─── RECORDS SUPPLIED ───
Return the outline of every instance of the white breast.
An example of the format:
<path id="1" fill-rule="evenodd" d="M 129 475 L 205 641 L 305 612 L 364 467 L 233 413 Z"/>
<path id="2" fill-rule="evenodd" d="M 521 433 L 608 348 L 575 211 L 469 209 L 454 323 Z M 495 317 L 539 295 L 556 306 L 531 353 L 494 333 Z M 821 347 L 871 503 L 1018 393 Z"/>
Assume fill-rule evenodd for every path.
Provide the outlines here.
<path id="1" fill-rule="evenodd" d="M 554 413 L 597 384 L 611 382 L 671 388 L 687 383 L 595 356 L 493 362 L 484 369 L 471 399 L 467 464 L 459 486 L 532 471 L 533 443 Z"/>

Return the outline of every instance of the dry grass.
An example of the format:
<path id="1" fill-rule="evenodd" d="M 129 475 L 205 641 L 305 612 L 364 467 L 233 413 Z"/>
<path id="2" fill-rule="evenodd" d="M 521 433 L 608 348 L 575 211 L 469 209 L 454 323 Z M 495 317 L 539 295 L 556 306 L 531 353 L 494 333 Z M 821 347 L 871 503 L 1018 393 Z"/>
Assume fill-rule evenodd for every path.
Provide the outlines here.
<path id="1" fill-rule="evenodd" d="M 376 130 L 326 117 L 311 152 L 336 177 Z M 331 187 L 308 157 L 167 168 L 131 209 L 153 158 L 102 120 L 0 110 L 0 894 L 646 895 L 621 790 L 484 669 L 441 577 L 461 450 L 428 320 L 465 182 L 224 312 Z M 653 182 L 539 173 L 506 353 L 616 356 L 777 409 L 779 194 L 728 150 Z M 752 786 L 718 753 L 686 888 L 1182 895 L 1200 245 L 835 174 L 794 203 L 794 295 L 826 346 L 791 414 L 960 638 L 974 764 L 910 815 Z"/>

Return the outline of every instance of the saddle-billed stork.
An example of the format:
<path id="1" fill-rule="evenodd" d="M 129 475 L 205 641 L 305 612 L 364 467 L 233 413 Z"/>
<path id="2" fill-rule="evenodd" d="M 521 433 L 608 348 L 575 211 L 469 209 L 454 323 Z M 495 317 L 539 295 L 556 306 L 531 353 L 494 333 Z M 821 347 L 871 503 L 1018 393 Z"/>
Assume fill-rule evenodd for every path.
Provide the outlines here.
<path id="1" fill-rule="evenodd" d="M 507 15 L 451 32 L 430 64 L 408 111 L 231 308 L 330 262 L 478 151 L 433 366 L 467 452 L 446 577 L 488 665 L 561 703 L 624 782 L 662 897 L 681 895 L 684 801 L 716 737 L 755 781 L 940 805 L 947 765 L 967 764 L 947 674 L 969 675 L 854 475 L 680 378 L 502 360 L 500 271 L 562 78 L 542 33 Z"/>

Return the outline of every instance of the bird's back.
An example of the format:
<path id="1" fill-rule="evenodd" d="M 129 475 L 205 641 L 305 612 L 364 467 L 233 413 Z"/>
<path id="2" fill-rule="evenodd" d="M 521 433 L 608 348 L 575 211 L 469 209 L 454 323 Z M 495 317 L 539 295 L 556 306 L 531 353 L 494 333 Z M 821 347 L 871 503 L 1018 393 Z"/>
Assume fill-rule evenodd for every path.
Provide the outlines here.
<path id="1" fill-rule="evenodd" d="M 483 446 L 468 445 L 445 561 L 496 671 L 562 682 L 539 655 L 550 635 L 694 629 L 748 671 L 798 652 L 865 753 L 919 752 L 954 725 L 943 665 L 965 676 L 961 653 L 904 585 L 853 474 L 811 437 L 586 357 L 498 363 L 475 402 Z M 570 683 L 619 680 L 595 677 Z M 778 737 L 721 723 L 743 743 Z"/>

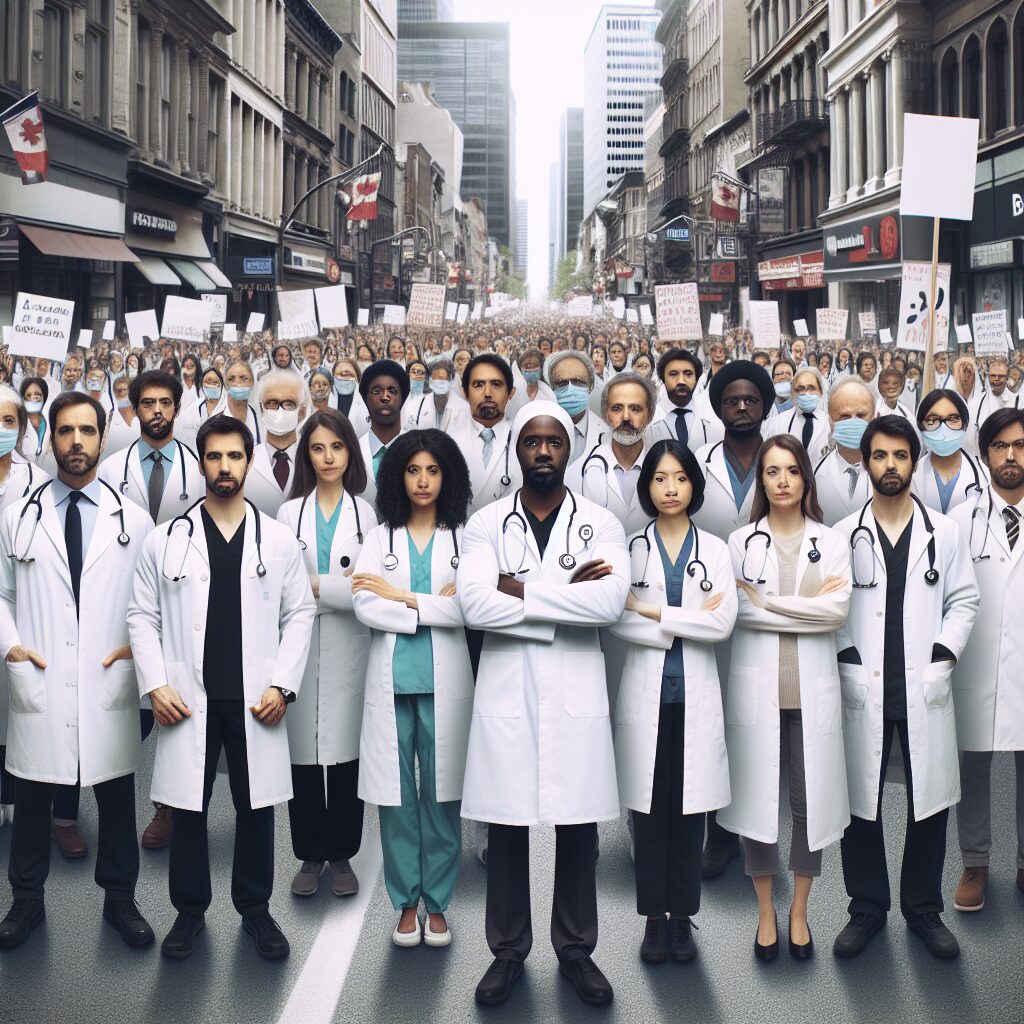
───
- _ACTIVITY_
Render the records above word for word and leave the pictures out.

- _SOLVED PROBLEM_
Return the outline of every instance of the white breast.
An example of the format:
<path id="1" fill-rule="evenodd" d="M 129 475 L 205 641 L 305 612 L 364 467 L 233 413 Z"/>
<path id="2" fill-rule="evenodd" d="M 521 433 L 608 348 L 575 211 L 469 209 L 454 323 Z M 495 317 L 539 295 L 556 306 L 531 353 L 494 333 Z M 821 347 L 871 503 L 1018 393 Z"/>
Assume fill-rule evenodd for every path.
Provide the outlines here.
<path id="1" fill-rule="evenodd" d="M 554 413 L 597 384 L 611 382 L 671 388 L 687 383 L 595 356 L 493 362 L 484 369 L 471 399 L 467 464 L 459 486 L 532 471 L 533 443 Z"/>

Return the outline of every instance of the dry grass.
An example of the format:
<path id="1" fill-rule="evenodd" d="M 129 475 L 205 641 L 305 612 L 364 467 L 233 413 Z"/>
<path id="2" fill-rule="evenodd" d="M 521 433 L 608 348 L 575 211 L 469 209 L 454 323 Z M 495 317 L 539 295 L 556 306 L 531 353 L 494 333 Z M 821 347 L 871 503 L 1018 393 Z"/>
Assume fill-rule evenodd for every path.
Provide the outlines here.
<path id="1" fill-rule="evenodd" d="M 376 130 L 326 117 L 311 152 L 336 177 Z M 331 187 L 308 157 L 167 168 L 131 209 L 153 158 L 102 120 L 0 110 L 0 894 L 646 895 L 621 790 L 484 669 L 441 577 L 461 450 L 428 320 L 465 182 L 224 312 Z M 653 182 L 539 173 L 506 353 L 616 356 L 777 409 L 779 194 L 728 150 Z M 752 786 L 718 753 L 686 888 L 1182 895 L 1200 245 L 835 174 L 794 203 L 794 295 L 826 346 L 791 414 L 960 638 L 974 764 L 910 815 Z"/>

Return the outline of every instance of the saddle-billed stork.
An example of the format:
<path id="1" fill-rule="evenodd" d="M 129 475 L 205 641 L 305 612 L 364 467 L 233 413 Z"/>
<path id="2" fill-rule="evenodd" d="M 521 433 L 608 348 L 575 211 L 469 209 L 454 323 Z M 495 317 L 539 295 L 556 306 L 531 353 L 494 333 Z M 821 347 L 871 503 L 1018 393 Z"/>
Assume fill-rule evenodd for every path.
Provide the outlines here.
<path id="1" fill-rule="evenodd" d="M 507 15 L 451 32 L 430 64 L 408 111 L 231 308 L 330 262 L 478 151 L 433 366 L 467 452 L 446 577 L 488 665 L 561 703 L 624 782 L 662 897 L 681 895 L 684 801 L 716 737 L 755 781 L 940 805 L 947 765 L 967 764 L 947 674 L 969 675 L 854 475 L 680 378 L 502 360 L 500 271 L 562 78 L 542 33 Z"/>

Return the outline of every instance of the bird's back.
An example of the format:
<path id="1" fill-rule="evenodd" d="M 129 475 L 205 641 L 305 612 L 364 467 L 233 413 Z"/>
<path id="2" fill-rule="evenodd" d="M 521 433 L 608 348 L 575 211 L 469 209 L 454 323 Z M 495 317 L 539 295 L 556 306 L 531 353 L 494 333 Z M 821 347 L 871 503 L 1018 393 Z"/>
Assume fill-rule evenodd for every path.
Provide the outlines here.
<path id="1" fill-rule="evenodd" d="M 483 446 L 468 445 L 445 561 L 496 671 L 562 682 L 539 655 L 550 635 L 694 629 L 748 671 L 798 652 L 865 753 L 919 752 L 954 725 L 943 665 L 965 676 L 961 653 L 904 585 L 853 474 L 811 437 L 586 357 L 498 363 L 475 402 Z M 570 683 L 619 680 L 595 677 Z M 778 737 L 721 723 L 743 743 Z"/>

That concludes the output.